··· Text excerpt

I have had this bottle since it was gifted to me in the mid-1990s. It was at the time a brand found mainly in the St. Louis market and not available in Kentucky. Heaven Hill made this whiskey under the DBA (Doing Business As) of The Old 1889 Distillery Co., Bardstown, Ky.  This whiskey was made at the Bardstown Heaven Hill Distillery before the 1996 fire that destroyed the distillery.

It is a common practice for distilleries to use DBA designation with products. This practice has been around since the 19th century. When they were making whiskey for a rectifier without a distillery, or another distillery who needed additional whiskey, they would fill out some paperwork with the government gauger and call the distillery “The ____ (fill in name of customer) Distillery” for the time that they were making the contracted whiskey. 

The practice today is more common for a distillery who had purchased a brand but not the distillery. For example, there is no Old Grand Dad Distillery, the whiskey is made at Jim Beam, but the label will read “Distilled and Bottled by the Old Grand Dad Distillery Company, Clermont, Ky.” – a DBA for Jim Beam, just as Old 1889 Distillery Co. is a DBA for Heaven Hill. The on-site government gauger is gone from the distillery today, and I am not up on the present day regulations, so the distillery may simply fill out some paperwork for their DBA brands when they bottle them now, but it is the same principle followed the distillers of the 19th century.

······

- What is needed -
Can you take the text about distillery DBA names further, continuing after its final sentence? The rows that follow are separate material with no connection to the text about the Old 1889 Distillery Co. bottle.

··· Recorded information

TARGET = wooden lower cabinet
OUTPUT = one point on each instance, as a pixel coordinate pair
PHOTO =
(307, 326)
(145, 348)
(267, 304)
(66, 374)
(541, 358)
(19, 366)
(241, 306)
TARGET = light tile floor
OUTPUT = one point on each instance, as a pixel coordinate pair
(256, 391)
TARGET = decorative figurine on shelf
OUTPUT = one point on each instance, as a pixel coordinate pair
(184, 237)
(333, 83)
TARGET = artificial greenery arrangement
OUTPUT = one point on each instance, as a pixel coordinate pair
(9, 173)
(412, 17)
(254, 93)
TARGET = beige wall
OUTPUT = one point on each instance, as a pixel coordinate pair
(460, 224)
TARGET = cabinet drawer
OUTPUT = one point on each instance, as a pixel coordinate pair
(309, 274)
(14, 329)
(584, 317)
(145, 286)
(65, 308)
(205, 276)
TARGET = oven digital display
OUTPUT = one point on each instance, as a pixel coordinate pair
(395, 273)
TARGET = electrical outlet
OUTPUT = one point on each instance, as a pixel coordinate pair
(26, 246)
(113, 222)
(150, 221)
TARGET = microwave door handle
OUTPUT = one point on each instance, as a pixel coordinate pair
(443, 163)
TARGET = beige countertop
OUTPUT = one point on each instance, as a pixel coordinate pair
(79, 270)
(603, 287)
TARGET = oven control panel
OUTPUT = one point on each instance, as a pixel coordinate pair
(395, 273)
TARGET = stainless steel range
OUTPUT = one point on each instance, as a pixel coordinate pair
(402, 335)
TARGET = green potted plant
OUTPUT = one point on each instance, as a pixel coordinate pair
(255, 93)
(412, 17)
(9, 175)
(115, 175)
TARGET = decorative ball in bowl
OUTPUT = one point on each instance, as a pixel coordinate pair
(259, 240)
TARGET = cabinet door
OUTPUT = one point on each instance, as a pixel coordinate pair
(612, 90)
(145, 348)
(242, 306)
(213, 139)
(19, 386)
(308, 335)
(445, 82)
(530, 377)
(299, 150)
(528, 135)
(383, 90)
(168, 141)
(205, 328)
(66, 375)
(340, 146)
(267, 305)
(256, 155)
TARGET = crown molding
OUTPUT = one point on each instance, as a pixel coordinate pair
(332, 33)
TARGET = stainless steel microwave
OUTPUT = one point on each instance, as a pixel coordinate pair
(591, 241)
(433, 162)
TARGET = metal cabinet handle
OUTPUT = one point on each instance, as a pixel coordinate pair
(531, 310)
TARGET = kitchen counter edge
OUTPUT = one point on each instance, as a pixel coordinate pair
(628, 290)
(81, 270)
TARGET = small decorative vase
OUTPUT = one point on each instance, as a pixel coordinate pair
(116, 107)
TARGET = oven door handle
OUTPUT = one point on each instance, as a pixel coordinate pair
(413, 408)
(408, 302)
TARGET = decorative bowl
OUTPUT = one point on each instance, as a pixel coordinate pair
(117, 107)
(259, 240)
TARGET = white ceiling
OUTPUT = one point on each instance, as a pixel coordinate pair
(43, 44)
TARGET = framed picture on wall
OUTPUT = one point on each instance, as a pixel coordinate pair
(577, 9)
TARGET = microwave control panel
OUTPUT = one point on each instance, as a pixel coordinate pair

······

- Response to the exercise -
Old 1889 Royal Bourbon

Proof: 86

Age: 12 Years Old

Nose: Fairly simple nose of caramel, peach fruit, a little ginger spice, leather and oak wood.

Taste: I can tell this was made at Heaven Hill, Bardstown. When the whiskey is over six years old, I start tasting a rotten peach note. I know other people who get the same note from older Elijah Craig whiskey from Heaven hill, Bardstown, but not everyone does. It is something genetic like people who taste soap when they eat cilantro. That rotten peach flavor is in this whiskey, but only lightly compared to what I have tasted in other whiskeys from that distillery. Caramel and oak are all I get out of the whiskey other than the rotten peach. When tasted with a dried cranberry, the rotten peach actually goes away and a little chocolate comes out. When tasted with a pecan the whiskey becomes minty.

Finish: Long, dry and peppery. The dried cranberry makes the finish shorter and sweeter with some lingering caramel notes and oak. The pecan adds a mint note to the finish.

I am pairing this Bourbon with a Nat Sherman Panamerica Gordo cigar. This cigar has a smoke that is sweet earthy tobacco with a touch of vanilla and caramel and a hint of dried fruit like prunes or apricots. The Bourbon added some spiciness to the smoke, but sweet spices like ginger or nutmeg, rather than pepper. The smoke made the finish of the Bourbon very peppery but more of a floral white pepper than a black pepper spice. Not a bad pairing.